++++ Kutipan teks ++++
(Mocha) |
Anda mungkin tak asing dengan julukan obat dewa, sebutan yang
disematkan pada obat yang dianggap manjur untuk segala macam penyakit. Terlebih, obat yang bukan golongan obat bebas ini mudah didapatkan di toko obat
bahkan apotek tanpa resep dengan harga ekonomis. Jadi, klop kan? Ampuh, mudah,
sekaligus murah. Namun, apakah benar obat dewa mampu mengatasi penyakit tanpa
menyebabkan masalah yang lebih pelik?
Kortikosteroid, itulah nama asli obat dewa. Kortikosteroid
merupakan obat yang mulanya disintesis dari hormon steroid. Hormon steroid
dihasilkan oleh dua kelenjar kecil di atas ginjal yang dinamai dengan kelenjar
adrenal. Awalnya fungsi hormon steroid lama tak diketahui. Namun bila kelenjar adrenal
terluka, terjadi penyakit defisiensi yang mengakibatkan kematian. Tiga orang
yang akhirnya berhasil mengisolasi dan menganalisisnya adalah Edward Calvin
Kendall, Tadeus Reichstein, dan Philip Showalter Hench pada pertengahan
1930-an. Kortikosteroid kemudian digunakan untuk pengobatan artritis reumatoid
dan penyakit radang lain sejak akhir tahun 1940-an.
++++
§ Tugas:
Salin ulang bagian teks tentang obat dewa dari "Kortikosteroid, itulah nama" hingga "akhir tahun 1940-an.", lalu ganti "Kortikosteroid" dengan "Kortikoid".
++++ Data yang dikaji ++++
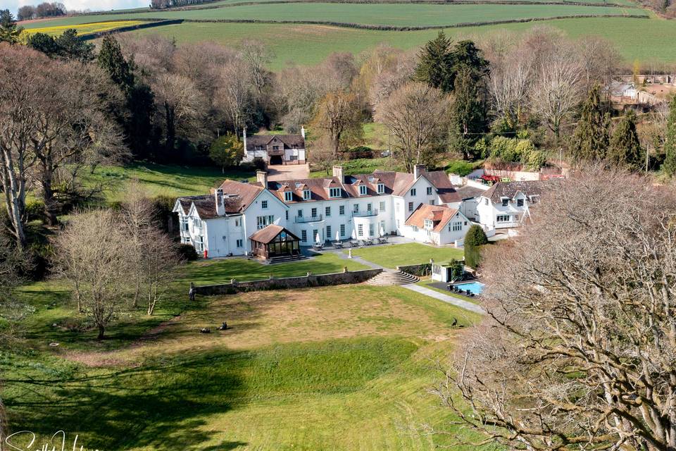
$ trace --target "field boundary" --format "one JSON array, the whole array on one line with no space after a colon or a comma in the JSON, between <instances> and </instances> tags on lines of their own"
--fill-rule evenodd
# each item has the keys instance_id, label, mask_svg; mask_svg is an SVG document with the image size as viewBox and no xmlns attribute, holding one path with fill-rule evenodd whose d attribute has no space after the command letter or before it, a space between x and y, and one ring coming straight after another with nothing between
<instances>
[{"instance_id":1,"label":"field boundary","mask_svg":"<svg viewBox=\"0 0 676 451\"><path fill-rule=\"evenodd\" d=\"M486 20L482 22L464 22L452 25L422 25L422 26L396 26L354 23L351 22L333 22L330 20L271 20L263 19L183 19L184 23L267 23L330 25L344 28L358 28L361 30L376 30L380 31L420 31L425 30L442 30L444 28L463 28L466 27L482 27L485 25L504 25L508 23L527 23L530 22L542 22L561 19L582 19L600 18L620 18L632 19L650 19L647 15L639 14L572 14L570 16L554 16L551 17L527 18L522 19L508 19L504 20Z\"/></svg>"}]
</instances>

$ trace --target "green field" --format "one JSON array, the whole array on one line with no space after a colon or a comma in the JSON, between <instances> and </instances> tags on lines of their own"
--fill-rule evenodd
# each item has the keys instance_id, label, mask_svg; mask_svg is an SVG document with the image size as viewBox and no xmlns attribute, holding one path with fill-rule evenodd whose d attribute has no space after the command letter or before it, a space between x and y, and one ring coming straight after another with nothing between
++++
§ Area jawaban:
Kortikoid, itulah nama asli obat dewa. Kortikoid
merupakan obat yang mulanya disintesis dari hormon steroid. Hormon steroid
dihasilkan oleh dua kelenjar kecil di atas ginjal yang dinamai dengan kelenjar
adrenal. Awalnya fungsi hormon steroid lama tak diketahui. Namun bila kelenjar adrenal
terluka, terjadi penyakit defisiensi yang mengakibatkan kematian. Tiga orang
yang akhirnya berhasil mengisolasi dan menganalisisnya adalah Edward Calvin
Kendall, Tadeus Reichstein, dan Philip Showalter Hench pada pertengahan
1930-an. Kortikoid kemudian digunakan untuk pengobatan artritis reumatoid
dan penyakit radang lain sejak akhir tahun 1940-an.